● **Task details**
Could you filter the records below down to the lines that include the word "wooden"?

● **Information supplied**
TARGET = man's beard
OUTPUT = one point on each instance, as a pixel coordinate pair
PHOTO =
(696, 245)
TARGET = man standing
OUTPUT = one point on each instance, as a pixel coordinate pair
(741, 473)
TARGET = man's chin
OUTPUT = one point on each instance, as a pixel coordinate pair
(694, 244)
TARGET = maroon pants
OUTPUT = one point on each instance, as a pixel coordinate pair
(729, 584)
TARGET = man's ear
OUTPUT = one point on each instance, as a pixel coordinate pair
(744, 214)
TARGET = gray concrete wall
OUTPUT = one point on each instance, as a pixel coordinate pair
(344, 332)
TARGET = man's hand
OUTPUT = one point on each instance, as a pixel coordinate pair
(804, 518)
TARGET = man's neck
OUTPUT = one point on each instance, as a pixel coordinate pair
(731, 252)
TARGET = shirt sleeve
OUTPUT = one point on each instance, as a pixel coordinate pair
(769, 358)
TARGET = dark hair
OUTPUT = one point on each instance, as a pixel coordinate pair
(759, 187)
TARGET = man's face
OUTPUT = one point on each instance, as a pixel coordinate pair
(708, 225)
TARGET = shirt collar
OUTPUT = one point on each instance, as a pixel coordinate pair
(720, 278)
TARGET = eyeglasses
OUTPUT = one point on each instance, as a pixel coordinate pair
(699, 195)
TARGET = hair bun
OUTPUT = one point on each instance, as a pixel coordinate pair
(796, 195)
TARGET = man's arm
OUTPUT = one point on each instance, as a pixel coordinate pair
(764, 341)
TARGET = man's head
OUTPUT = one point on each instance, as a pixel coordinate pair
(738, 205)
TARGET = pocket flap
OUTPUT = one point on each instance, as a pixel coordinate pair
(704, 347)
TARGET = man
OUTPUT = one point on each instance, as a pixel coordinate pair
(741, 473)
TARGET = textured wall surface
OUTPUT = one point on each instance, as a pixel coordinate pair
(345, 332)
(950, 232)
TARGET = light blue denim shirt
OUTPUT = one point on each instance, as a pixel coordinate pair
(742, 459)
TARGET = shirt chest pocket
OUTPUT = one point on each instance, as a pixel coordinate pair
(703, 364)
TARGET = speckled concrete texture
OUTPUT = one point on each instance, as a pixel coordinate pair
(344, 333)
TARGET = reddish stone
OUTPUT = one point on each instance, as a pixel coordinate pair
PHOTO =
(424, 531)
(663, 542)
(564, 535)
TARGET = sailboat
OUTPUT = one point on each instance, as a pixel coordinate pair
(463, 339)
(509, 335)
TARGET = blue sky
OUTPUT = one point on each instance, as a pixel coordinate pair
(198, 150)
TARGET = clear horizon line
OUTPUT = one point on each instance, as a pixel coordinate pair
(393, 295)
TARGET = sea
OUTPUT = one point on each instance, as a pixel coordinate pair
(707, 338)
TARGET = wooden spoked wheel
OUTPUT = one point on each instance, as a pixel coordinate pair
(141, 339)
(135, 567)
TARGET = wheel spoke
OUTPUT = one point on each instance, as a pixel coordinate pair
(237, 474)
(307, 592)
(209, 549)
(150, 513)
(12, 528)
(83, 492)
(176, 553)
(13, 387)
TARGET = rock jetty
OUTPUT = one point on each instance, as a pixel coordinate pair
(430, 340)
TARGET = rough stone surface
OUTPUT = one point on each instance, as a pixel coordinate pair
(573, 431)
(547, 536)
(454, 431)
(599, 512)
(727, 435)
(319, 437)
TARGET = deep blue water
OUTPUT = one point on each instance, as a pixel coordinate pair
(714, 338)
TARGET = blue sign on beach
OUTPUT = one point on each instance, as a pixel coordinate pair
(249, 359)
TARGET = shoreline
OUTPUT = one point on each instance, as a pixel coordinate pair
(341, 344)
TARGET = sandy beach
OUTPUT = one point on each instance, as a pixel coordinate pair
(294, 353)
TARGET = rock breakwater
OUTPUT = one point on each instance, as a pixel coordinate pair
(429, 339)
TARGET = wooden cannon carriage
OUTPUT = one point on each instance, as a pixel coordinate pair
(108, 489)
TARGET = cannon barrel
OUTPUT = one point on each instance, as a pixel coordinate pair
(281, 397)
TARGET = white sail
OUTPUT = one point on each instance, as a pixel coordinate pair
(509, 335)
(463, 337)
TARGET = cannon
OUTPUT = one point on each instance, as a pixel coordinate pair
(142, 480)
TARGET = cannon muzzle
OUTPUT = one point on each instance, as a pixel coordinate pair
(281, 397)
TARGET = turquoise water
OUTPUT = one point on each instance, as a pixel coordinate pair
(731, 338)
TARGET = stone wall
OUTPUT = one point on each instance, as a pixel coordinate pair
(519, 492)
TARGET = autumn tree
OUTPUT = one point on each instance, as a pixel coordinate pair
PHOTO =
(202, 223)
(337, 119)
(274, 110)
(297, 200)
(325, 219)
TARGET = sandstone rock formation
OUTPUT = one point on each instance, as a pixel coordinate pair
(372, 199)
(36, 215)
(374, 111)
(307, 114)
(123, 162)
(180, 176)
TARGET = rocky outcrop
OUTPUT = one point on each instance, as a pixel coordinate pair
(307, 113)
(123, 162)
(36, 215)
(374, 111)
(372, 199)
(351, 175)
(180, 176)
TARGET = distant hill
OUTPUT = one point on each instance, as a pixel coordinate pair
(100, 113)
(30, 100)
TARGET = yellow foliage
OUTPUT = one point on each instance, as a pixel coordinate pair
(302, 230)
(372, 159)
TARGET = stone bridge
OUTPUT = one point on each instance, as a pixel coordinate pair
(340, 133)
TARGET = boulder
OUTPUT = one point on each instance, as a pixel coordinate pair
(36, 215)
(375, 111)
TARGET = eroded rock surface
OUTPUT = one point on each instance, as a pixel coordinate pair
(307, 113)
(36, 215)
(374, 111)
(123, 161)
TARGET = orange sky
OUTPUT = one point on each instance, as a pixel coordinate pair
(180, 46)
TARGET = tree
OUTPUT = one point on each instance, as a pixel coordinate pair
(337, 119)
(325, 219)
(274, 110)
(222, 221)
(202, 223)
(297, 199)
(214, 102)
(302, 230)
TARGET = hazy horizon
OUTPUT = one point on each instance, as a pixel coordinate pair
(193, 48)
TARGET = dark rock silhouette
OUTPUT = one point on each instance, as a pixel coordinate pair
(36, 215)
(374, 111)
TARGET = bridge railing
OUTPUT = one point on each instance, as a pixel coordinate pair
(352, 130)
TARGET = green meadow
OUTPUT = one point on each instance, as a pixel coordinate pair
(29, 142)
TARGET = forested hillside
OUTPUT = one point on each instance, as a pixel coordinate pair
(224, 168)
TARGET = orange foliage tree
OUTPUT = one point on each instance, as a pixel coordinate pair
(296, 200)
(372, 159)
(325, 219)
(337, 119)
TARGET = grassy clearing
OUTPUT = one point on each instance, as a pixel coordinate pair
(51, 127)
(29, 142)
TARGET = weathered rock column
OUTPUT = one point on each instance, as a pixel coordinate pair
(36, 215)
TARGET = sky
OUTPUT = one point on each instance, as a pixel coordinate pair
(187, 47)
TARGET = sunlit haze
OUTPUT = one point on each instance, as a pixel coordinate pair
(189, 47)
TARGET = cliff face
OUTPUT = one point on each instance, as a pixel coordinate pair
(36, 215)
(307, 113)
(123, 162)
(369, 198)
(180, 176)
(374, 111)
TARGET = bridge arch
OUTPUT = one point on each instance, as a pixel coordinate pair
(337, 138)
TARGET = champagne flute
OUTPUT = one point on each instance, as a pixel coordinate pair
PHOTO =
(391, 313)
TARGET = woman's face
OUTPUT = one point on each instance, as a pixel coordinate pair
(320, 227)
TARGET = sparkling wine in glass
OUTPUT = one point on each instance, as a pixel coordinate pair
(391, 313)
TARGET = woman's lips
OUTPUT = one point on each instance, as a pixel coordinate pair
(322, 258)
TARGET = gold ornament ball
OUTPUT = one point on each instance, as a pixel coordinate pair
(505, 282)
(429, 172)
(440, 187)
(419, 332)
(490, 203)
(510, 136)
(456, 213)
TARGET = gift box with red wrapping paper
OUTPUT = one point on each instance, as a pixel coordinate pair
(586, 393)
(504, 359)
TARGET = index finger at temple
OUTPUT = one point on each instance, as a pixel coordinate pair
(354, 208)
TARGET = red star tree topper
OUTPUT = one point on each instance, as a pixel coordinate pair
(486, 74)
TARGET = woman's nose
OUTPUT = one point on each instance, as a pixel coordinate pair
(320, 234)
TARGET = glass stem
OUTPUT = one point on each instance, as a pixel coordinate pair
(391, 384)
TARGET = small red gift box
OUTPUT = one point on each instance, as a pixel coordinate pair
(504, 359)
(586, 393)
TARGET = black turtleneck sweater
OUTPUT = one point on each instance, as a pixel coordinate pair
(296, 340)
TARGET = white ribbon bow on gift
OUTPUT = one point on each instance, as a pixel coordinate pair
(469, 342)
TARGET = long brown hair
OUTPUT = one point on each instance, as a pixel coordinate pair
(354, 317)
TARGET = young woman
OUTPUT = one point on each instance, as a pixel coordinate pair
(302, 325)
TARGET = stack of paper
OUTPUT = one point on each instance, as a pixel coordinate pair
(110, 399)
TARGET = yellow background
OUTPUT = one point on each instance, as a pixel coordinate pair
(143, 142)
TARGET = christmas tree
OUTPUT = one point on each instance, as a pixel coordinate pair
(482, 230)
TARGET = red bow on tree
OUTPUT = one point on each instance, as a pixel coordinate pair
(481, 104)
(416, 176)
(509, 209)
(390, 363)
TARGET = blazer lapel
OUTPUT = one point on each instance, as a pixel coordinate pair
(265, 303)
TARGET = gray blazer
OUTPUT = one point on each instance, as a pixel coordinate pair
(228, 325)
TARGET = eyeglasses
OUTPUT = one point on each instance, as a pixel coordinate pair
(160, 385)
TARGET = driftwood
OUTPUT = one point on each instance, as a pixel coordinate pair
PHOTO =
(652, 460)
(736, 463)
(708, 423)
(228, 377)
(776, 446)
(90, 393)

● **Problem solution**
TARGET = wooden spoked wheel
TARGET = wooden cannon carriage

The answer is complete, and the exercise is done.